**Provided data**

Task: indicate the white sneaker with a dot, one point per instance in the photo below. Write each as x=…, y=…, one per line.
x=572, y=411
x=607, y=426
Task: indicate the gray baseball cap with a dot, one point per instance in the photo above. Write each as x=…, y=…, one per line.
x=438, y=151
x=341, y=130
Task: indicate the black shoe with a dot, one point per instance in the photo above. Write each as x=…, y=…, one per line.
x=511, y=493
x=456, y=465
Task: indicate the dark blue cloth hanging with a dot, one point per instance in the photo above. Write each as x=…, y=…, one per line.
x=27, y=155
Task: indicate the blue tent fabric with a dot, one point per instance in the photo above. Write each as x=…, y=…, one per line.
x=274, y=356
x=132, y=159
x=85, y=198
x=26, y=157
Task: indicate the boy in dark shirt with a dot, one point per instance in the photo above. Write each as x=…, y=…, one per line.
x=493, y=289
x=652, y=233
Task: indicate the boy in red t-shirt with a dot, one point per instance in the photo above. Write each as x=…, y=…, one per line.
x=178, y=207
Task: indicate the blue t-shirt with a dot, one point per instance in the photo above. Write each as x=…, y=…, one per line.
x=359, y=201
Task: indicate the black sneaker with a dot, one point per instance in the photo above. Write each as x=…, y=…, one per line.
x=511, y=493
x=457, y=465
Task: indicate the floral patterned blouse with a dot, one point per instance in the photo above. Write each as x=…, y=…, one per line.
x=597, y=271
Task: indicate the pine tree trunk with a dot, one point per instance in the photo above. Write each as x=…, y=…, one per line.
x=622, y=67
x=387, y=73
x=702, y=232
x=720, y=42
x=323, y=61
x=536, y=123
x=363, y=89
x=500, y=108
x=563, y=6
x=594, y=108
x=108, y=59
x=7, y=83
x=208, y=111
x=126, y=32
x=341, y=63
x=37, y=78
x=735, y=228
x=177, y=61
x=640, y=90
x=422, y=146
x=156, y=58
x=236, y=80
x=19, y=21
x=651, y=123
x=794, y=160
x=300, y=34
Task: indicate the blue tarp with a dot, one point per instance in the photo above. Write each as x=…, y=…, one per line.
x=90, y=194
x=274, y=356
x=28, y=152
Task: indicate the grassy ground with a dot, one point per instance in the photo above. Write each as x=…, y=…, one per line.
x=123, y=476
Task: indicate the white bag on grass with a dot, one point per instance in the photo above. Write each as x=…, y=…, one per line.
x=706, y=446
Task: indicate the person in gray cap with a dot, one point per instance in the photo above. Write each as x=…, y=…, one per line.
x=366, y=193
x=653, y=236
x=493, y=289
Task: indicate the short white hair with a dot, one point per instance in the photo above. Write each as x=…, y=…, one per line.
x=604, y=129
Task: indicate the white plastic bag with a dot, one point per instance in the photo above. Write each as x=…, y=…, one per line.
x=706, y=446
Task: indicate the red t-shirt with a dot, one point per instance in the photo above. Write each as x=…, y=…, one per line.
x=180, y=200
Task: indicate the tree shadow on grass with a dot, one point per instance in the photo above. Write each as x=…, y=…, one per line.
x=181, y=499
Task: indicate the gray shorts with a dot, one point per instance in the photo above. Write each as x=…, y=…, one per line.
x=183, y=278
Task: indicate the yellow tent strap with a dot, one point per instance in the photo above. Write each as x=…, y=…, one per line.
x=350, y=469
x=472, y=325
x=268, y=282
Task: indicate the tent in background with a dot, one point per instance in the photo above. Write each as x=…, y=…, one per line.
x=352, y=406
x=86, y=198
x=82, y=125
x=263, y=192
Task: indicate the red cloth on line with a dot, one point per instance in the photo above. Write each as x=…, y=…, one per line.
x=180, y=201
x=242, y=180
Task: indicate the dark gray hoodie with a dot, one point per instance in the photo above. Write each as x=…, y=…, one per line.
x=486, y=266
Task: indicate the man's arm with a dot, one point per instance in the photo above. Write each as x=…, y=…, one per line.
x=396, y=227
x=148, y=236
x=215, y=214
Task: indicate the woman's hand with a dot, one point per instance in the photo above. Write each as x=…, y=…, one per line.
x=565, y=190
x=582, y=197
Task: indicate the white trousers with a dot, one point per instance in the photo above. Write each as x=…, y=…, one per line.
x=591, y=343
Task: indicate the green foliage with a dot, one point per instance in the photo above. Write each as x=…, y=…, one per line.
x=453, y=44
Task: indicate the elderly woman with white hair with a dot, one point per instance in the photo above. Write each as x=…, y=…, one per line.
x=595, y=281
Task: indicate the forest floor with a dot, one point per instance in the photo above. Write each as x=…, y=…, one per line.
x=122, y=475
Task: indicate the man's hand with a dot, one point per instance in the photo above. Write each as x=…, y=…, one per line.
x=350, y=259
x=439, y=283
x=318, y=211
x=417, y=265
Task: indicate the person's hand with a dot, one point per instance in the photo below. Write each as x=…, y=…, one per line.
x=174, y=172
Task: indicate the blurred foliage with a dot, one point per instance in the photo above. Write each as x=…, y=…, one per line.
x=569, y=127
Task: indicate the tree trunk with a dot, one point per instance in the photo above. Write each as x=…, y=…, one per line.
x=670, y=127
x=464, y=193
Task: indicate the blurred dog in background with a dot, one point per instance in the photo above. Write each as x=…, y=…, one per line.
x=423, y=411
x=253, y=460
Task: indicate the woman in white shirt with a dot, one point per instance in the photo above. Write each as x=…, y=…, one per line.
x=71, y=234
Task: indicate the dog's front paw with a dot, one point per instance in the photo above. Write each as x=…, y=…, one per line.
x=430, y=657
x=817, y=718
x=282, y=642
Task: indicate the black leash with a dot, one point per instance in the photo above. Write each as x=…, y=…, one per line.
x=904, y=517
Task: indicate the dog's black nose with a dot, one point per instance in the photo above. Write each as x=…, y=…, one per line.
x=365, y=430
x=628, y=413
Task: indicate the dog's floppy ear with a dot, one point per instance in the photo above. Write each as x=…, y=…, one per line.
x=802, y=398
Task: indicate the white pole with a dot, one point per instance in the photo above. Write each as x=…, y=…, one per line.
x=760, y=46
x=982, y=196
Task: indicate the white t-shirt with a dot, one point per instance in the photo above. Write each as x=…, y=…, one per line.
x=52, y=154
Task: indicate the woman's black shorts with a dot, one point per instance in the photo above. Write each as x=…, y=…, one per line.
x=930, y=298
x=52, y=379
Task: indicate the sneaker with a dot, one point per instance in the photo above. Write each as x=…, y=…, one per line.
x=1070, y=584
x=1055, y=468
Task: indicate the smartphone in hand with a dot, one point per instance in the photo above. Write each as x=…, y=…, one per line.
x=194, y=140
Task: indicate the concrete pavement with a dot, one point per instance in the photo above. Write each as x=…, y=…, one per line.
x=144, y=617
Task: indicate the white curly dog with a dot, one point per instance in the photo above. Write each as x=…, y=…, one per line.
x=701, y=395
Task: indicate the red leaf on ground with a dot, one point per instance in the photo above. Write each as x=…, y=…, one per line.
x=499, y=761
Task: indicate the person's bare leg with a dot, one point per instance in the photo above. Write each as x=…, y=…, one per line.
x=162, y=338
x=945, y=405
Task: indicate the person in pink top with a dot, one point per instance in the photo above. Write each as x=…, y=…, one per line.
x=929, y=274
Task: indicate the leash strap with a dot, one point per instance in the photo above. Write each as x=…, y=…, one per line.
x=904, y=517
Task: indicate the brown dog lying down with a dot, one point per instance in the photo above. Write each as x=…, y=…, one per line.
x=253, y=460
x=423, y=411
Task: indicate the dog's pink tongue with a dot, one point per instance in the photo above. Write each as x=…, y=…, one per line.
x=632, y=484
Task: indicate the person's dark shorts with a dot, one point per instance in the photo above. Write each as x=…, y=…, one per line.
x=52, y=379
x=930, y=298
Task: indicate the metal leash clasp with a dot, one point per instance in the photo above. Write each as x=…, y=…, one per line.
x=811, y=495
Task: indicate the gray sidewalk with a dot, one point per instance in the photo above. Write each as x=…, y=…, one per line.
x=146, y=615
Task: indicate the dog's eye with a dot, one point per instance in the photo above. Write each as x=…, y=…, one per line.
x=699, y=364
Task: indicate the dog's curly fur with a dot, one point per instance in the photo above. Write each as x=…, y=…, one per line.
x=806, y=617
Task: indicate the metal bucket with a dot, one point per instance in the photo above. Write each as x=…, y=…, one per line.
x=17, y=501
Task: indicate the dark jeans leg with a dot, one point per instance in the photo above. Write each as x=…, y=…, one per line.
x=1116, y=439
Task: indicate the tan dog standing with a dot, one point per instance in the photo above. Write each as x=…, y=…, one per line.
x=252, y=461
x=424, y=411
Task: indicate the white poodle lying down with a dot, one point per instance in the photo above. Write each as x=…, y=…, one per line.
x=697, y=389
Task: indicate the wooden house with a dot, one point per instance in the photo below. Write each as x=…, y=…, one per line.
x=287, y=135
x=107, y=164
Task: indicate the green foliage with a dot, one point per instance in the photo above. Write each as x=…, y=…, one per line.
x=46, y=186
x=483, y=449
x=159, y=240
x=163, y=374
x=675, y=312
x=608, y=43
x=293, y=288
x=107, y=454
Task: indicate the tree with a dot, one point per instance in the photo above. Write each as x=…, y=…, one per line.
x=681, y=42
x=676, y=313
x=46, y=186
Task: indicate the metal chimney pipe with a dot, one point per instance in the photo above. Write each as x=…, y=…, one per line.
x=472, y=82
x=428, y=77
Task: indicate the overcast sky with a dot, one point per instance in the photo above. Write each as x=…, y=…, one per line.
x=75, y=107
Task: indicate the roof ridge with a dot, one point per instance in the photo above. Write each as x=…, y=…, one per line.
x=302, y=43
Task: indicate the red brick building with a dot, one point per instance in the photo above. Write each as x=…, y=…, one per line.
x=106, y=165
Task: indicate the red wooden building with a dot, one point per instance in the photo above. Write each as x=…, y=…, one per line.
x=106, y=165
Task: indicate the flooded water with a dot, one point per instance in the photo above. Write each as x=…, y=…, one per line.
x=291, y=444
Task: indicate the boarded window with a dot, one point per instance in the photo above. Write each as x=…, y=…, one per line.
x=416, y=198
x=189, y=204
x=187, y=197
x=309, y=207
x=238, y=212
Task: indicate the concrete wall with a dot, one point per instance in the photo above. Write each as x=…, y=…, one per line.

**Exercise details**
Lines from the one holding "Task: indicate the metal chimney" through the last line of the material are to be repeated exactly; no other lines belong in the answer.

**Final answer**
Task: indicate the metal chimney pipe with a dot, one point per instance in the photo above. Write each as x=…, y=…, one per line.
x=472, y=82
x=428, y=77
Task: indicate the overcast sky with a dot, one point per instance in the photo above. Write each as x=…, y=…, one per line.
x=75, y=107
Task: indicate the roof ridge with a dot, one point per instance in the photo above. Write each as x=…, y=…, one per line.
x=302, y=43
Task: indicate the red brick building with a dot, one point per instance in the photo above. Write each as x=…, y=…, one per line.
x=106, y=165
Task: indicate the red wooden building with a dot, one point per instance in the photo above. Write each as x=…, y=…, one per line.
x=106, y=165
Task: indicate the flooded water with a dot, one point per instance in the photo above. Write each as x=…, y=…, one per line.
x=291, y=444
Task: indicate the boarded window with a dot, one point per instance in the photo above. Write each as x=…, y=…, one per line.
x=416, y=198
x=189, y=204
x=187, y=197
x=309, y=207
x=238, y=212
Task: indicate the concrete wall with a dot, one point per instance in the photo above. Write each as x=…, y=…, one per line.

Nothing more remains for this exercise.